__Assigned task__. All lines from the one with "Objective — one pin per instance of the bronze" through the end of the records below are to be given again exactly, and nothing else.

(Source records)
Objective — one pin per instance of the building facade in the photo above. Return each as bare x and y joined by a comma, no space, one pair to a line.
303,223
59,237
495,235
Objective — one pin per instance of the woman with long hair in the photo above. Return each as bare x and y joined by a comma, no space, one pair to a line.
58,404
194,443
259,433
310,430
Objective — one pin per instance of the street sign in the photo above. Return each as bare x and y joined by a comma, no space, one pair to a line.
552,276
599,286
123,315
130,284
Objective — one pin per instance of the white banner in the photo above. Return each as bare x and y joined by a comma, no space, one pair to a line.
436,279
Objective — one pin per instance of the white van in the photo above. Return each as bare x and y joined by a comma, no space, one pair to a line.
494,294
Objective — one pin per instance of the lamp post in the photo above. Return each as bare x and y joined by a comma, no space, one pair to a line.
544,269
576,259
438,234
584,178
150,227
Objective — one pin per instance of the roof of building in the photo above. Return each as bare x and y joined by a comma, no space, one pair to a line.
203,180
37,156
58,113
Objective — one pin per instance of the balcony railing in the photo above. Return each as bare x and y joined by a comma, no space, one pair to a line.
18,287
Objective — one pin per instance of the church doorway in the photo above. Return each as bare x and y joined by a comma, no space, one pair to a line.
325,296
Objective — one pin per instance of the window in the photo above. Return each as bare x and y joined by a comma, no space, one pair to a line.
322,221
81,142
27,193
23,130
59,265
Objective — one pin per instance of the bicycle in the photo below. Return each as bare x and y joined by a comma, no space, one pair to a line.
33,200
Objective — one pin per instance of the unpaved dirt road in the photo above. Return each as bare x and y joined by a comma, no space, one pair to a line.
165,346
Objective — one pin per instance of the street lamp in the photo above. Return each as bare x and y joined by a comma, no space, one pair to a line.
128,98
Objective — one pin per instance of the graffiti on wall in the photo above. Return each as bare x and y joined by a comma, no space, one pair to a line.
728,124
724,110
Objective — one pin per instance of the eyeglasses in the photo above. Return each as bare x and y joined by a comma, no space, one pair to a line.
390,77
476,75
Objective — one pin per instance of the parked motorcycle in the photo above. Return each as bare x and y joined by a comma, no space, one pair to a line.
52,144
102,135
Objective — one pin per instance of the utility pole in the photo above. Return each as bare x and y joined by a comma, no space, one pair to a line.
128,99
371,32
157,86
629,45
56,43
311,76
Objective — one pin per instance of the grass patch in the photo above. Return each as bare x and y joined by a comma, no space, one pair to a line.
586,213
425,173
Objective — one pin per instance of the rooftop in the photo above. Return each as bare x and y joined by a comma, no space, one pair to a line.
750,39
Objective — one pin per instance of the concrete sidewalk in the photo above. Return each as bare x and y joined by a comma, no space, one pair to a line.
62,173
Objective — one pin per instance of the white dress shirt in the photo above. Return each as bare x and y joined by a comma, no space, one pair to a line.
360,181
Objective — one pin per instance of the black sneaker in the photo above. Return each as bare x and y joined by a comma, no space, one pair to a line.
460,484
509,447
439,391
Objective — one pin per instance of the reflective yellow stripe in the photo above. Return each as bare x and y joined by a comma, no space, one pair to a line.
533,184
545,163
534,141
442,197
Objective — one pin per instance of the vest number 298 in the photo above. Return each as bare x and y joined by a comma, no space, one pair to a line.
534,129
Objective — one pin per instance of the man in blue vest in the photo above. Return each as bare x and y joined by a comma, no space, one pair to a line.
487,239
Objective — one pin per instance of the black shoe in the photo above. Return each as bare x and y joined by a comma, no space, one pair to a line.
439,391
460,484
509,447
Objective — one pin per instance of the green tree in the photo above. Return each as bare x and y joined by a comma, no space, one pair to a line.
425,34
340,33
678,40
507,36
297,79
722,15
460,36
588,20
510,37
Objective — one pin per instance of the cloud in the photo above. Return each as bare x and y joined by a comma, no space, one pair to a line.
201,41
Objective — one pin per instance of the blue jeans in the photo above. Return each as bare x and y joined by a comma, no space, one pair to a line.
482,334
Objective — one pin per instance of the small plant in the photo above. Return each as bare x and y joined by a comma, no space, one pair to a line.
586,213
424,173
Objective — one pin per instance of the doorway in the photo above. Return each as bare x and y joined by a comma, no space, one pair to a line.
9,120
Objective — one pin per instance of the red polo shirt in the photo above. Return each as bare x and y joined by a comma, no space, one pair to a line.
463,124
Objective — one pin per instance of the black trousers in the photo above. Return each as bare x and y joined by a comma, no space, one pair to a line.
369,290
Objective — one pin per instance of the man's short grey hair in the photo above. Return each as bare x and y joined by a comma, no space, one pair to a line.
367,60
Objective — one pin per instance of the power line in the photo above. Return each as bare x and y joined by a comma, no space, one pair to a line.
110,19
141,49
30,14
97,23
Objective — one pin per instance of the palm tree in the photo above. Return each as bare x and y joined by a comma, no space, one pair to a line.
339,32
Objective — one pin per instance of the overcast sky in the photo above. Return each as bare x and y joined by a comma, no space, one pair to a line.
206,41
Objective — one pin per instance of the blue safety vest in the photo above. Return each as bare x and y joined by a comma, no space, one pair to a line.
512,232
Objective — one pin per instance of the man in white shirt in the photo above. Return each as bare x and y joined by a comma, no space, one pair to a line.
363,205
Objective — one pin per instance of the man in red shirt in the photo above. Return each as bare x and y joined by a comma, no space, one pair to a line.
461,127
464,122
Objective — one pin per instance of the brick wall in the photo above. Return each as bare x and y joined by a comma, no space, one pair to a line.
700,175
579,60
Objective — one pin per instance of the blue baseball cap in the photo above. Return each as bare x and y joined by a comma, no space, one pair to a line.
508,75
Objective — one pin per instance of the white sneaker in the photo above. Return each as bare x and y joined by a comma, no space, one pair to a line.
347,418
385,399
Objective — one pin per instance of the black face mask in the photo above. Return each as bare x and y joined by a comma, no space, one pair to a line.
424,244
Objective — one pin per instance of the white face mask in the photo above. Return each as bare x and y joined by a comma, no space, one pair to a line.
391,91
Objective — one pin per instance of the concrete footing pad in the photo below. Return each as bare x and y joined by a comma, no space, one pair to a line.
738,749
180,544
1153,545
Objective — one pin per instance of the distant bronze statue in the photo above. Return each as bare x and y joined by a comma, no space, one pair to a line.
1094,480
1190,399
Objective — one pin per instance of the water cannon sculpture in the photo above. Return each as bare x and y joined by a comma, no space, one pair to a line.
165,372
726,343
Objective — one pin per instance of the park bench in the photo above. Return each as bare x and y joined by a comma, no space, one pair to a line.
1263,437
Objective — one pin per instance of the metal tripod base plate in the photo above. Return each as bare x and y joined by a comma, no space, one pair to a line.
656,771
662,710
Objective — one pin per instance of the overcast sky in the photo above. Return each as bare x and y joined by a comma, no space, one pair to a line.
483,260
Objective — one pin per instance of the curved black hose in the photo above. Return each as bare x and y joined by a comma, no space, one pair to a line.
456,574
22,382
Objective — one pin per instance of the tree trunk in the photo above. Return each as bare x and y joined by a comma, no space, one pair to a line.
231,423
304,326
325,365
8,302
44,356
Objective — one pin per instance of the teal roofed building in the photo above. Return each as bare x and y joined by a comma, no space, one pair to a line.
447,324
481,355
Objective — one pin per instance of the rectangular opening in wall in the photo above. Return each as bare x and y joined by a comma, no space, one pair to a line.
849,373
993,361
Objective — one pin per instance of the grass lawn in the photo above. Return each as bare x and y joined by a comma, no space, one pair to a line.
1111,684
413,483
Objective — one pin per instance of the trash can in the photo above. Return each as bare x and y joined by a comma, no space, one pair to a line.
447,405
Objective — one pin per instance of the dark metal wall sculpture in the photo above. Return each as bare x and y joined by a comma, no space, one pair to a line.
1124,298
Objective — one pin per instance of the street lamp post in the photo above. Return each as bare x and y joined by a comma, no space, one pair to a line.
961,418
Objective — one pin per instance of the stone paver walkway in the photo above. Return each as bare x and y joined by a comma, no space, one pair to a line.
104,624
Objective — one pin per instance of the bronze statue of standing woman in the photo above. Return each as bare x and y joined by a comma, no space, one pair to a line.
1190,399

__The completed task__.
Objective — one pin per instance of the bronze statue of standing woman in the photo above. Return each as bare x and y joined by a comma, no space, one pair to a line.
1190,399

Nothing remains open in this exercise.